**Objectives**
**1)** In the robotic cockroach piece, what were the infiltrator robots coated with?
**2)** Reproduce the robotic cockroach piece word for word, from "Scientists have recently" up to and including "are real creatures.".

Secret Agents: Robotic Cockroaches

Scientists have recently created tiny robotic cockroaches so lifelike that they are actually capable of fooling other cockroaches. Perhaps cockroaches aren't the most difficult creatures to trick, but impressive nonetheless. From the press release:

"When dropped into a small experimental area with a maze of curved walls, the robots move, turn and stop. They can navigate their way safely by avoiding the walls, obstacles or each other, follow the walls, congregate around a lamp beam or even line up. When placed in the same area with cockroaches, the robots quickly adapt their behaviour by mimicking the animals’ movements. Coated with pheromones taken from roaches, the infiltrator robots even fool the insects into thinking they are real creatures.

Not only did the insbots act like and interact with the insects, they even succeeded in changing the roaches’ behaviour. For example, the darkness-loving insects followed their artificial cousins towards bright beams of light and congregated there. This process took up to two hours, but it showed how humans might soon be able to manipulate the behaviour of a whole colony of insects. A trick that would delight pest-controllers the world over!

**Information provided**
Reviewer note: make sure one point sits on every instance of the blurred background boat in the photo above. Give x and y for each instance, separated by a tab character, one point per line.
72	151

**Final answers**
**1)** Pheromones taken from roaches.

**2)**
Scientists have recently created tiny robotic cockroaches so lifelike that they are actually capable of fooling other cockroaches. Perhaps cockroaches aren't the most difficult creatures to trick, but impressive nonetheless. From the press release:

"When dropped into a small experimental area with a maze of curved walls, the robots move, turn and stop. They can navigate their way safely by avoiding the walls, obstacles or each other, follow the walls, congregate around a lamp beam or even line up. When placed in the same area with cockroaches, the robots quickly adapt their behaviour by mimicking the animals’ movements. Coated with pheromones taken from roaches, the infiltrator robots even fool the insects into thinking they are real creatures.